⟨

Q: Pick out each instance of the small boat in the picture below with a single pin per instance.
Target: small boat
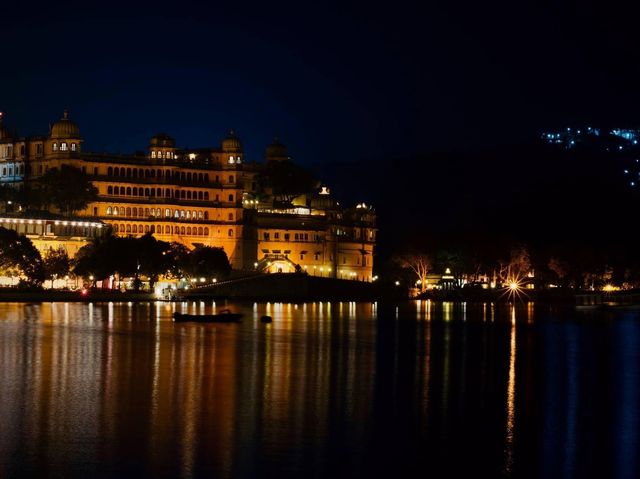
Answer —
(225, 316)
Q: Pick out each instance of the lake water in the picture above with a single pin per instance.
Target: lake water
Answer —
(326, 390)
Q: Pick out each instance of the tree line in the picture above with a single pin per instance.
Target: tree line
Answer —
(144, 258)
(575, 266)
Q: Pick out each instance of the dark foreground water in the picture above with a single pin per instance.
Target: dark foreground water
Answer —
(326, 390)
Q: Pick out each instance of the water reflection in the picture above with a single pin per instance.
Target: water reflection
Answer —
(326, 390)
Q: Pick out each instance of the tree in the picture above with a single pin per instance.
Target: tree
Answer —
(289, 180)
(206, 261)
(560, 268)
(56, 263)
(419, 263)
(18, 257)
(68, 189)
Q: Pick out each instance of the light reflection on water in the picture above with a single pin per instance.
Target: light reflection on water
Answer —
(326, 390)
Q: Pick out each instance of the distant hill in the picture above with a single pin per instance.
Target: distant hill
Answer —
(537, 194)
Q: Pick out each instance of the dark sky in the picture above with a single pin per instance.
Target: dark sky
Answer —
(337, 82)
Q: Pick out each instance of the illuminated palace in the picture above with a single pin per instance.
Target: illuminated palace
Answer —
(205, 196)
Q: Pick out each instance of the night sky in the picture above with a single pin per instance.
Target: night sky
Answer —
(348, 88)
(335, 82)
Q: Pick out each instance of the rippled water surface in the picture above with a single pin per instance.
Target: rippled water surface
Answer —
(326, 390)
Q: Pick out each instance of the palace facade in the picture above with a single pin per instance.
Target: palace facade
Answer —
(206, 196)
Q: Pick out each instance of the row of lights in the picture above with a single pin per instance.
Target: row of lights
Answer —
(39, 222)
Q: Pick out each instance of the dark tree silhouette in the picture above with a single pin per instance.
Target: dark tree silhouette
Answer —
(18, 256)
(68, 189)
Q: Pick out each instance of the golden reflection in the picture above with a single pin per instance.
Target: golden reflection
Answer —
(447, 311)
(511, 397)
(530, 311)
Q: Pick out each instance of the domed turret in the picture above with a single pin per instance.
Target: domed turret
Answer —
(163, 140)
(64, 128)
(231, 143)
(4, 131)
(276, 151)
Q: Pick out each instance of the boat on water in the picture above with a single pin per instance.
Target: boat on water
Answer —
(225, 316)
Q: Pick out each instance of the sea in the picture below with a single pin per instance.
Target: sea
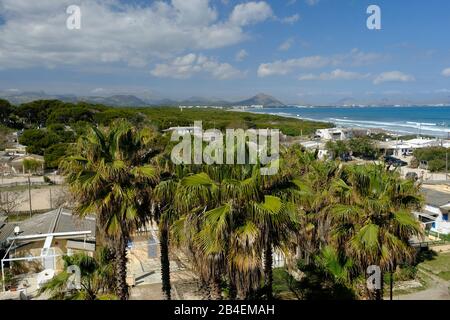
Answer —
(418, 120)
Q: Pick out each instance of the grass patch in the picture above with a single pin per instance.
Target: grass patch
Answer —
(439, 265)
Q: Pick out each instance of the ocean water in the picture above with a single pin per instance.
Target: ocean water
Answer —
(432, 121)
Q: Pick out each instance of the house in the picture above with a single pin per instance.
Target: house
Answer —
(315, 146)
(39, 242)
(407, 147)
(434, 216)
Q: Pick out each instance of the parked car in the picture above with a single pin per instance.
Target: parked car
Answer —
(412, 176)
(392, 161)
(346, 157)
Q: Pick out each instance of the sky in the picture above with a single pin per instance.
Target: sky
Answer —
(300, 51)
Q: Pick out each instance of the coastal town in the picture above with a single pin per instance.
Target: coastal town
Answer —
(39, 225)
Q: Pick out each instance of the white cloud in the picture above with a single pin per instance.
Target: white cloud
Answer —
(393, 76)
(250, 13)
(282, 67)
(286, 45)
(337, 74)
(186, 66)
(241, 55)
(446, 72)
(292, 19)
(34, 33)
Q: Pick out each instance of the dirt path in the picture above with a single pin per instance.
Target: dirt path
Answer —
(440, 290)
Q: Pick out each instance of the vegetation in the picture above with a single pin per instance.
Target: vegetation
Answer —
(4, 132)
(229, 219)
(109, 175)
(362, 147)
(330, 221)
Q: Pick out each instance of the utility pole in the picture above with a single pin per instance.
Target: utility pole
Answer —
(446, 165)
(51, 204)
(29, 195)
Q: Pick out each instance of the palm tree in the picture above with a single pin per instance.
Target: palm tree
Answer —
(109, 176)
(217, 227)
(372, 221)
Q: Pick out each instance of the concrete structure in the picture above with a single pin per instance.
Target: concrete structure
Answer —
(434, 215)
(39, 243)
(334, 134)
(407, 147)
(316, 146)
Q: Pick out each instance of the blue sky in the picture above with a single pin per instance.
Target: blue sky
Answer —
(303, 51)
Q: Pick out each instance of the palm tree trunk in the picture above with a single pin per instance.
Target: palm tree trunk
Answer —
(165, 262)
(216, 290)
(379, 292)
(121, 270)
(268, 272)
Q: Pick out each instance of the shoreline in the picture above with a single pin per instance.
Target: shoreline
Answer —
(379, 130)
(416, 128)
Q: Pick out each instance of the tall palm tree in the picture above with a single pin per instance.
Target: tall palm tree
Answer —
(109, 176)
(217, 226)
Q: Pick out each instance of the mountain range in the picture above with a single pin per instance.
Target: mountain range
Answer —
(127, 100)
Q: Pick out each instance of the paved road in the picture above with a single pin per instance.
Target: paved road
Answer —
(440, 290)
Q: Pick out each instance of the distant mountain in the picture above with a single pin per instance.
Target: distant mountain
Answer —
(117, 101)
(261, 99)
(133, 101)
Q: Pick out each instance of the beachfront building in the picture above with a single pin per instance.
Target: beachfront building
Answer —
(434, 215)
(334, 134)
(316, 146)
(407, 147)
(35, 246)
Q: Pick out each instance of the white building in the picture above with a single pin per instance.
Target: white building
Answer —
(407, 147)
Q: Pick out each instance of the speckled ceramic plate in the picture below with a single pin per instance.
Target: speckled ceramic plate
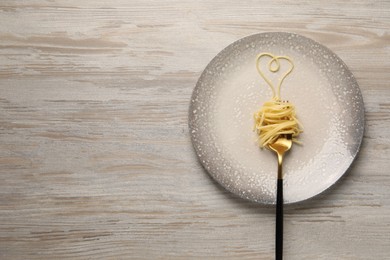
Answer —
(328, 103)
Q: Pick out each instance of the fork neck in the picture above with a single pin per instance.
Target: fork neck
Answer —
(280, 170)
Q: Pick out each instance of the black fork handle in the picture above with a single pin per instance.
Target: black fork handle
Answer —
(279, 221)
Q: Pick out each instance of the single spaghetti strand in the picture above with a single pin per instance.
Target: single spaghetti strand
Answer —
(275, 117)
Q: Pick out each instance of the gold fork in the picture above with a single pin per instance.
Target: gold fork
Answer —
(280, 147)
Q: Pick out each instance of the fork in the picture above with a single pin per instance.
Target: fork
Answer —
(280, 147)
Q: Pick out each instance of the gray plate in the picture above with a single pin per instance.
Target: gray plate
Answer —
(328, 102)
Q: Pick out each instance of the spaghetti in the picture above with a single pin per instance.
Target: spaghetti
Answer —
(276, 117)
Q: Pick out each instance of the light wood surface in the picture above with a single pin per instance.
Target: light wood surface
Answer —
(96, 160)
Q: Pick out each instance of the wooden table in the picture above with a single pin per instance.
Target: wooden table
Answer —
(96, 160)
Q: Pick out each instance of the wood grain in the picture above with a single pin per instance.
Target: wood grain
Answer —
(95, 155)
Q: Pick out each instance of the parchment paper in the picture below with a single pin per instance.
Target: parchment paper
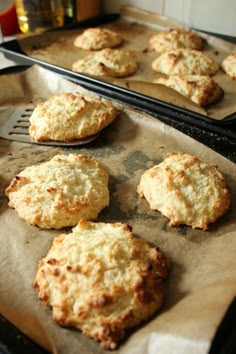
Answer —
(202, 281)
(136, 27)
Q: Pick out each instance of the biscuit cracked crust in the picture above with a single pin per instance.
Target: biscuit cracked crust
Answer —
(186, 190)
(229, 65)
(102, 280)
(185, 62)
(108, 62)
(175, 38)
(70, 116)
(97, 39)
(202, 90)
(60, 192)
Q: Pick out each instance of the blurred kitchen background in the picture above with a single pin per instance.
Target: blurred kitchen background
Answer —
(217, 16)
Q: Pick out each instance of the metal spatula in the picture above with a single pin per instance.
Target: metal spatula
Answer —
(17, 128)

⟩

_CHALLENGE_.
Copy out all the records above with "single pin" swapped for "single point" wherever it occurs, leaving everything else unchanged. Omit the pictures from your copy.

_TASK OUTPUT_.
Q: Pick out each instance of the small boat in the picture below with a single point per instance.
Target: small boat
Answer —
(225, 316)
Q: Pick out each instance of the lake water in the picture above with a single point per instance.
Target: lake water
Answer —
(326, 390)
Q: Pick out each instance of the tree line in the picture above with a single point per instance.
Target: tree line
Answer —
(144, 258)
(575, 266)
Q: Pick out each instance of the dark foreground water in the picture above with a single point per instance.
Target: dark foreground water
Answer —
(326, 390)
Q: Pick out each instance of the water reflection in the picture above with a single point per instance.
Target: water reflection
Answer —
(326, 390)
Q: Pick out each instance of the tree in the picture above with a single point per instance.
Target: tree
Answer —
(289, 180)
(206, 261)
(560, 268)
(56, 263)
(419, 263)
(18, 257)
(68, 189)
Q: Pick out each instance of the light reflection on water in the picture above with a single point per instance.
Target: light reflection on water
Answer —
(326, 390)
Q: Pick out each instance of the distant hill in the picture above with a single point per instance.
Target: distant hill
Answer —
(537, 194)
Q: Pick out each instance of the dark sky in the picture above with a single point per instance.
Target: dark sky
Answer —
(337, 82)
Q: Pick out each instance of the illuminated palace in the picture above with a single point per instance.
Target: illuminated palace
Answer —
(205, 196)
Q: Pick out each instance of the night sky in the picture above with a single point per instance.
Target: night sky
Answer —
(348, 88)
(335, 82)
Q: Pick out each instance of the rippled water surface in the picture above with a single point per instance.
Target: rippled water surface
Answer —
(326, 390)
Q: Pick out each instance of the palace facade in the picture above with a single point per instance.
Target: palace facade
Answer —
(206, 196)
Q: Pick out each instance of the row of lights in the picture above with a single point per instance.
Target: row of lights
Answer —
(39, 222)
Q: Pick out each instance of the dark tree silhouette in the picture above with a single point per instance.
Target: dark tree silhouette
Answer —
(18, 256)
(68, 189)
Q: Pick out each instance of the golden reflection in the picture above with a single point per instance.
Target: golden reflection
Answer —
(447, 311)
(511, 397)
(530, 311)
Q: Pick out each instance of the domed turret in the picture above with a single point per instance.
Target: domed turret
Answer —
(163, 140)
(64, 128)
(231, 143)
(4, 131)
(276, 151)
Q: Pick out each instance of the boat on water in the picture above with a single point per instance.
Target: boat on water
Answer —
(225, 316)
Q: Pick out each instance of the sea in the picture below with a single point per instance.
Target: sea
Answer —
(418, 120)
Q: Pick out each instance of the grass patch in the picture above with a single point per instance.
Target: grass patch
Answer —
(439, 265)
Q: Pick out each instance of the ocean water in the picture above with a single point per instance.
Target: ocean water
Answer —
(432, 121)
Q: Pick out each instance of the house in the picture above with a single point per instance.
Target: house
Answer —
(315, 146)
(39, 242)
(407, 147)
(434, 216)
Q: Pick out each instance of the parked car in the picture above with a single point per instance.
Target: parked car
Answer —
(412, 176)
(392, 161)
(346, 157)
Q: Pick out each instance of the sky in the picture above with a single point per instance.
Target: sky
Answer —
(300, 51)
Q: Pick out each instance of the coastal town in the picture above with a single point per instance.
Target: coastal town
Answer —
(39, 225)
Q: Pick out each instance of the white cloud in the picture above with a single point per instance.
Target: white cloud
Answer —
(393, 76)
(250, 13)
(282, 67)
(286, 45)
(337, 74)
(186, 66)
(241, 55)
(446, 72)
(292, 19)
(34, 33)
Q: Pick out each instance of the dirt path in the picture above with a single point per instance.
Target: dirt path
Answer —
(440, 290)
Q: Pick out each instance of the vegetation in the picture above with a single point per instance.
Target: vegetation
Answer —
(4, 132)
(229, 219)
(109, 175)
(362, 147)
(330, 221)
Q: Pick out each instance of the utility pole in the picture above with a single point per instance.
Target: utility pole
Answer —
(446, 165)
(51, 204)
(29, 195)
Q: Pick out each instance of the palm tree in the picture above with a single point per instance.
Target: palm tree
Answer —
(109, 176)
(217, 227)
(372, 221)
Q: Pick out each instance of the concrete structure in the picture above with a single point per instance.
Target: concrete structure
Answer —
(434, 215)
(39, 243)
(334, 134)
(407, 147)
(316, 146)
Q: Pick out each instance of the blue sky in the picture above with a single point per instance.
Target: blue sky
Answer —
(303, 51)
Q: Pick out each instance of the palm tree trunk in the picture above with a single point per instance.
Target: palm tree trunk
Answer —
(165, 262)
(216, 290)
(379, 292)
(121, 270)
(268, 272)
Q: Pick out each instance of the shoreline in the picture above with a single point per instance.
Target: shoreline
Answer —
(379, 130)
(416, 128)
Q: Pick out each instance of the tall palm tree in the picture above with a single point per instance.
Target: tall palm tree
Answer —
(109, 176)
(217, 226)
Q: Pick out each instance of the mountain range in the picture above with a single point per instance.
Target: mountain range
Answer —
(127, 100)
Q: Pick out each instance of the paved road in the picture above with a single point per instance.
Target: paved road
Answer —
(440, 290)
Q: Pick out each instance of the distant mountain in the picture above with a single point per instance.
Target: distant mountain
Answer —
(117, 101)
(261, 99)
(133, 101)
Q: Pick out each instance of the beachfront building in the picture above with a single point per instance.
Target: beachfront building
Answer —
(434, 215)
(334, 134)
(316, 146)
(407, 147)
(35, 246)
Q: Pick out each instance of the white building in the picture above with a single point per instance.
Target: white building
Answer —
(407, 147)
Q: Pick out each instance of the speckled ceramic plate in the picture below with a single point per instance.
Target: speckled ceramic plate
Answer —
(328, 103)
Q: Pick out each instance of the fork neck in the picture above with a single point per instance.
Target: fork neck
Answer —
(280, 170)
Q: Pick out each instance of the black fork handle in the picture above with a single point per instance.
Target: black fork handle
Answer —
(279, 221)
Q: Pick out each instance of the single spaghetti strand in the picture above with a single point per instance.
Target: single spaghetti strand
Answer —
(275, 117)
Q: Pick out each instance of the gold fork in the picture above with a single point per instance.
Target: gold fork
Answer —
(280, 147)
Q: Pick out each instance of the fork in the picture above with a single point per instance.
Target: fork
Answer —
(280, 147)
Q: Pick out each instance of the gray plate in the picture above with a single point per instance.
Target: gray plate
Answer —
(328, 102)
Q: Pick out each instance of the spaghetti in the picture above with a single point per instance.
Target: spaghetti
Answer —
(276, 117)
Q: Pick out each instance of the light wood surface in the picture above with a single point per instance.
Target: light wood surface
Answer —
(96, 160)
Q: Pick out each instance of the wooden table in the picture above with a single point per instance.
Target: wooden table
Answer —
(96, 160)
Q: Pick out each instance of the wood grain in the picture above with a single point per instance.
Target: wood grain
Answer —
(95, 155)
Q: Pick out each instance of the parchment paper in the picture below with a single point per instance.
Target: parchment paper
Answer —
(202, 281)
(136, 27)
Q: Pick out each instance of the biscuit cracked crust in the picture above with a single point per instance.
Target: biscuit cracked crust
Answer —
(186, 190)
(229, 65)
(102, 280)
(185, 62)
(108, 62)
(175, 38)
(70, 116)
(97, 39)
(202, 90)
(60, 192)
Q: Pick out each instance of the blurred kitchen background in the picture above with a single point per instance.
Target: blurred kitchen background
Answer —
(217, 16)
Q: Pick out each instance of the metal spatula in the picture above with a single point per instance.
Target: metal spatula
Answer —
(17, 128)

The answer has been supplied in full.